--- BRANO FORNITO ---
^^^^

Compagne di ‘gravidanza’ in una clinica di Madrid, Janis e Ana diventano madri lo stesso giorno. Janis è una fotografa affermata, Ana un’adolescente anonima.
La nascita di due bambine crea un legame forte che evolve in maniera simmetrica. Janis ha deciso di crescere da sola la figlia che l’amante, un antropologo forense, non ‘riconosce’ come sua, Ana, ‘abbandonata’ dai genitori sempre altrove, fa altrettanto.
Ma il destino è dietro l’angolo e finirà per incontrarle di nuovo dentro una Spagna che fa i conti col passato e il DNA nazionale.
“MADRES PARALELAS” – dal 28 ottobre al cinema – vede protagoniste Penelope Cruz, Julieta Serrano e Rossy de Palma nel nuovo film tutto al femminile di Pedro Almodovar.
Con La voce umana, monologo di una donna respinta trasformato in una performance pop ed esplosiva, Pedro Almodóvar sperimentava il vuoto e svuotava la sua cassetta degli attrezzi.
Un gesto liberatorio che gli permette oggi di ‘costruire’ altre cose, conservando tuttavia il suo universo, i suoi colori accesi, la pop art, gli affetti speciali.

^^^^

Record contenuti in un dataset:
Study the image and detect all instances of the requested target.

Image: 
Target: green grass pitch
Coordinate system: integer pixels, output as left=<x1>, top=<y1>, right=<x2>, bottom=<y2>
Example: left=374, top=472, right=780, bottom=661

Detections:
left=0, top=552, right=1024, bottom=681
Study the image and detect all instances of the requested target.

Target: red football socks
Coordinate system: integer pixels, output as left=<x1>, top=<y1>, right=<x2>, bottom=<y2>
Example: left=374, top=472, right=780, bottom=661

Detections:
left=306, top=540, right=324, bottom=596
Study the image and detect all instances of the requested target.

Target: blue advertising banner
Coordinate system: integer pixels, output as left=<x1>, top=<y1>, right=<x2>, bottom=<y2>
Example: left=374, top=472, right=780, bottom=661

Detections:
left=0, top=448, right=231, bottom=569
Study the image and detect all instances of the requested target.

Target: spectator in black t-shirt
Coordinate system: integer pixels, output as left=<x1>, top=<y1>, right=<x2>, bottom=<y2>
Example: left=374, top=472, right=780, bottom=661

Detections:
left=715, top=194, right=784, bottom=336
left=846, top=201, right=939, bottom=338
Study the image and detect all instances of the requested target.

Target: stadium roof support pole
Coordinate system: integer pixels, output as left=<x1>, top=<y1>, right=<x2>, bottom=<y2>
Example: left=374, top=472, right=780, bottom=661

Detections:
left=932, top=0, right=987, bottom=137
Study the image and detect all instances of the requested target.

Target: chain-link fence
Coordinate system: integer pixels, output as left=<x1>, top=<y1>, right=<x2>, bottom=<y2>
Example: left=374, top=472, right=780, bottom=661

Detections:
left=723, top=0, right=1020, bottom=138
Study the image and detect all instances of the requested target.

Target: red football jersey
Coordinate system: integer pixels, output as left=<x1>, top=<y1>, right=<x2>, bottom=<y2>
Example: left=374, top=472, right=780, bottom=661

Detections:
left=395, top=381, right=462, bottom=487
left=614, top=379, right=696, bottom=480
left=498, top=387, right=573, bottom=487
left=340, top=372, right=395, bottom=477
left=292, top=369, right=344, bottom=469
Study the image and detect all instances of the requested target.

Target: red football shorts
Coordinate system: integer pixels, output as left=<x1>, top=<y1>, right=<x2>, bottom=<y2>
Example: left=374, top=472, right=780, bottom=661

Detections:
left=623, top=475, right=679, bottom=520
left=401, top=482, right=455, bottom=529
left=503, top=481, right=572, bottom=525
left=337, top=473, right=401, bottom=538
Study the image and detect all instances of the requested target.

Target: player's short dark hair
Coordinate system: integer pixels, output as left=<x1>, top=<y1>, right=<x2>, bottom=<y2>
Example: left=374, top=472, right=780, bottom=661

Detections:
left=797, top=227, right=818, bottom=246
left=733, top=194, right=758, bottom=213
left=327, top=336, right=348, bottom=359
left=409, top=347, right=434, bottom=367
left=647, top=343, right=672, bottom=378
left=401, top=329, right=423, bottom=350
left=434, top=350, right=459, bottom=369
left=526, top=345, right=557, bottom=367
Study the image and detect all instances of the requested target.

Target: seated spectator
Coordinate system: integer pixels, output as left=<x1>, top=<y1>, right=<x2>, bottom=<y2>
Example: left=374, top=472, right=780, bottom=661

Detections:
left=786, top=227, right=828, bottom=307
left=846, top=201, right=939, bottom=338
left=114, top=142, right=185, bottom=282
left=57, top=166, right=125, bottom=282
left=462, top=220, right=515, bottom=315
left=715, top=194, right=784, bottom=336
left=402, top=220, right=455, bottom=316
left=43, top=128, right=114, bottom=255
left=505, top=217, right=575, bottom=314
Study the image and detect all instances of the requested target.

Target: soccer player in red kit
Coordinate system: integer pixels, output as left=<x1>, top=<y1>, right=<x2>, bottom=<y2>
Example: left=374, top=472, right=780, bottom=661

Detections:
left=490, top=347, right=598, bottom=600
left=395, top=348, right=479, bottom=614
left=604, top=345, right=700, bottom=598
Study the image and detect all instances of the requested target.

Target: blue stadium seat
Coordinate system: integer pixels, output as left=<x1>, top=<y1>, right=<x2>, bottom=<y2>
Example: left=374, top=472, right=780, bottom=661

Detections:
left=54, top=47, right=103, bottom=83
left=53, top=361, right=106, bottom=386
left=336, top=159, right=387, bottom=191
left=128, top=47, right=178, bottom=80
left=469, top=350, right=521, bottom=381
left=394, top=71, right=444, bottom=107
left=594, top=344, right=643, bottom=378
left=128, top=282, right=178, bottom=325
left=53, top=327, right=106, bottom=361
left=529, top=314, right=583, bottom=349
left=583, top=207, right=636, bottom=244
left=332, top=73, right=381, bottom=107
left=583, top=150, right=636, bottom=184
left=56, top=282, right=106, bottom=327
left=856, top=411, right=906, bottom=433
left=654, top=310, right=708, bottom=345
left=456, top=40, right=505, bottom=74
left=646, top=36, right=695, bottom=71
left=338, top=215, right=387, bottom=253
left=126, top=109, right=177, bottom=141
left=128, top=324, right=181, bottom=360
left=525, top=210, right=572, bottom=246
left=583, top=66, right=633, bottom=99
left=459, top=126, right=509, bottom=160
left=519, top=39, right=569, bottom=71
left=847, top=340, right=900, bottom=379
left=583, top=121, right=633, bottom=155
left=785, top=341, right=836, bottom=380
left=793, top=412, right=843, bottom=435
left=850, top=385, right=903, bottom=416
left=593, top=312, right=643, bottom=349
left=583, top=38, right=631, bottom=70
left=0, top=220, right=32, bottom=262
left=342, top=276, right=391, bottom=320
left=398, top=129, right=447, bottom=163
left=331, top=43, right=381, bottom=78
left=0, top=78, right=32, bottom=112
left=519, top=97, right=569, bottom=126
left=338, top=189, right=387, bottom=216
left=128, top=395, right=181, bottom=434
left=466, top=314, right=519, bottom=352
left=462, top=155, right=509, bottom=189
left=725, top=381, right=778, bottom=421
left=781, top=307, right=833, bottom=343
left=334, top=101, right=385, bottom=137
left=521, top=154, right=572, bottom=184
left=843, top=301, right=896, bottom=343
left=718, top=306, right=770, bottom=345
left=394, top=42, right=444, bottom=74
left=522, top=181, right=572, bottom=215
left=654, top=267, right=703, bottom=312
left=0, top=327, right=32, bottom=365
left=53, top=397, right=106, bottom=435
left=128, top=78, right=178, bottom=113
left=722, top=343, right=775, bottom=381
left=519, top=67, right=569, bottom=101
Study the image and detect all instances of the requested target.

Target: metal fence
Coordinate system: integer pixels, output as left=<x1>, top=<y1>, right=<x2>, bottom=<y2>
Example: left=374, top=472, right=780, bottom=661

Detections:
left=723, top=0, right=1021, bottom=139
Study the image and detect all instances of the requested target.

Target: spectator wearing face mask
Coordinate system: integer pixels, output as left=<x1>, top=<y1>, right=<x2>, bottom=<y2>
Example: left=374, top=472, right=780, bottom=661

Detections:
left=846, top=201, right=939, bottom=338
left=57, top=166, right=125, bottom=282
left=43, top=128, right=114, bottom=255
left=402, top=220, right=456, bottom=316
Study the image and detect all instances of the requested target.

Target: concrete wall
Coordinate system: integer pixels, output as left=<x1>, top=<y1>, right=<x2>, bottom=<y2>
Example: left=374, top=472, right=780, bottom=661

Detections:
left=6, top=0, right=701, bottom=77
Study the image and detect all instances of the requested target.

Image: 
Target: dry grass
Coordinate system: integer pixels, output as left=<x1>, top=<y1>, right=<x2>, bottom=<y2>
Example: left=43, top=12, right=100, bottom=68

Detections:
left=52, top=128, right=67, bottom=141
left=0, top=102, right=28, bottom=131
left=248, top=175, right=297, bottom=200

^^^^

--- USO DELLE INFORMAZIONI ---
1 – Ricopia dal brano su «Madres paralelas» il passo che va da "La nascita di" fino a "cassetta degli attrezzi." compreso.
2 – Prosegui il brano su «Madres paralelas» a partire dalla sua ultima frase.

--- RISPOSTE PER COMPITO ---
1 –
La nascita di due bambine crea un legame forte che evolve in maniera simmetrica. Janis ha deciso di crescere da sola la figlia che l’amante, un antropologo forense, non ‘riconosce’ come sua, Ana, ‘abbandonata’ dai genitori sempre altrove, fa altrettanto.
Ma il destino è dietro l’angolo e finirà per incontrarle di nuovo dentro una Spagna che fa i conti col passato e il DNA nazionale.
“MADRES PARALELAS” – dal 28 ottobre al cinema – vede protagoniste Penelope Cruz, Julieta Serrano e Rossy de Palma nel nuovo film tutto al femminile di Pedro Almodovar.
Con La voce umana, monologo di una donna respinta trasformato in una performance pop ed esplosiva, Pedro Almodóvar sperimentava il vuoto e svuotava la sua cassetta degli attrezzi.

2 –
Si muove qui lungo la sutura di una transizione (politica) ambigua e di un Paese mai davvero ricomposto.
Senza rinunciare all’empatia prodigata ai suoi personaggi, a interessargli visibilmente è la nativa Spagna, a cui torna come da un esilio e che filma non più come territorio mentale, un sogno che impasta coi colori materia proustiana, ma come terra da scavare (letteralmente), riesumando i fantasmi della Guerra Civile.
Ritratto genetico di una nazione, Madres Paralelas è quello che Hollywood definisce, e mai definizione fu più luminosa, un movie motion pictures, immagini (emozionanti) in movimento.
Una formula, magica e chimica, che Almodóvar applica per realizzare i suoi film più belli. Nel suo cinema tutto è movimento, a cominciare dalle emozioni, un’azione ‘di dentro’.